Short task 1
What do some companies view settling an employment case as, according to the passage on employment disputes?

Source extract
In the course of our many years as business lawyers, we have represented clients from both sides of the aisle in employment disputes.
Having this kind of unique perspective is of great benefit to those who trust us to handle their cases. We’re intimately familiar with negotiation tactics and bottom lines for both employers and embattled employees.
One thing we’ve noted in all these years is that when it comes to companies, especially smaller firms, there seems to be a tendency to simply settle an employment case rather than have it played out in a courtroom. Some simply view it as the cost of doing business, regardless of whether they’ve done anything wrong.
But it’s important to understand when this might be a mistake.
First, it bears mention that consulting with an experienced attorney at the outset of your business formation – and then periodically each year – may help you avoid many of the litigation catalysts that may arise in the first place.

Materials provided
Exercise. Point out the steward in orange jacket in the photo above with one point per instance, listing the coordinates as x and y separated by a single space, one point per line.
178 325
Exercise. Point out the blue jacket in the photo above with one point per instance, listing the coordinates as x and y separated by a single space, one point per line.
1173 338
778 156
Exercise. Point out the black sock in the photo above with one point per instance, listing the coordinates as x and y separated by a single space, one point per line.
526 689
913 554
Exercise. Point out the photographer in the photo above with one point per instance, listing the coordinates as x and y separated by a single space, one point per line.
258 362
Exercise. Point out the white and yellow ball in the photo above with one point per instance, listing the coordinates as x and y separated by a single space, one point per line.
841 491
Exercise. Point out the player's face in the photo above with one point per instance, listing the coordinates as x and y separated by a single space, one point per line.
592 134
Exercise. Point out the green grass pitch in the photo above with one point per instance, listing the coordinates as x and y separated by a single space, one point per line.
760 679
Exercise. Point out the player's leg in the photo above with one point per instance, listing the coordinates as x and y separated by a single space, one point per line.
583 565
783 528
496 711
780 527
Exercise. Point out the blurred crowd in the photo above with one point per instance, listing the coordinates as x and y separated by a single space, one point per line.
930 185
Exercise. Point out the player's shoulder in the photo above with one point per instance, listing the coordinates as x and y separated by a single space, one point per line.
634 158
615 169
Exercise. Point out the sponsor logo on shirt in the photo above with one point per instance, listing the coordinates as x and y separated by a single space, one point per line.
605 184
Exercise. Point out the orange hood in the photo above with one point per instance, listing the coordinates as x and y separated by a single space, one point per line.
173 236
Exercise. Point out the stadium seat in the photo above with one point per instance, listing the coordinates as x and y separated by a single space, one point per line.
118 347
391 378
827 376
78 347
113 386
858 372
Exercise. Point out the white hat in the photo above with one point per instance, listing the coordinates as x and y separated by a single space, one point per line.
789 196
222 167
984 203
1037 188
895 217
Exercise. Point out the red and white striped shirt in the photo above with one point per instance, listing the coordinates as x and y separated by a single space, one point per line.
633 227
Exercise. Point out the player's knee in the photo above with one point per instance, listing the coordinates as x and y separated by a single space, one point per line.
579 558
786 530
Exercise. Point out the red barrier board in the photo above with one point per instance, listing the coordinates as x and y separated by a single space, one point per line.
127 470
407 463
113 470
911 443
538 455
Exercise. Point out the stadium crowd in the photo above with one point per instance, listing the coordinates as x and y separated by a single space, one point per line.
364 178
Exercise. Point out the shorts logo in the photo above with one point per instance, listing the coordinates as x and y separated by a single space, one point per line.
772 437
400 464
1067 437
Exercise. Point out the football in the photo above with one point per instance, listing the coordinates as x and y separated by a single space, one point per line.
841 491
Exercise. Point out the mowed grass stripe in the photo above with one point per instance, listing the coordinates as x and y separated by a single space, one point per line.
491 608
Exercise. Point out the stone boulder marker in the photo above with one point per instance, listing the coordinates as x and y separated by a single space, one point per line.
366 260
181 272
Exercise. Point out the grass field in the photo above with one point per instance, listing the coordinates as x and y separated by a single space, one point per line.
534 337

Short task 2
Please pull out every line of the listing above that contains the word "white". Case counts.

Problem solution 1
The cost of doing business.

Problem solution 2
Exercise. Point out the white and yellow ball in the photo above with one point per instance, listing the coordinates as x and y separated by a single space, one point per line.
Exercise. Point out the white hat in the photo above with one point per instance, listing the coordinates as x and y separated by a single space, one point per line.
Exercise. Point out the red and white striped shirt in the photo above with one point per instance, listing the coordinates as x and y separated by a single space, one point per line.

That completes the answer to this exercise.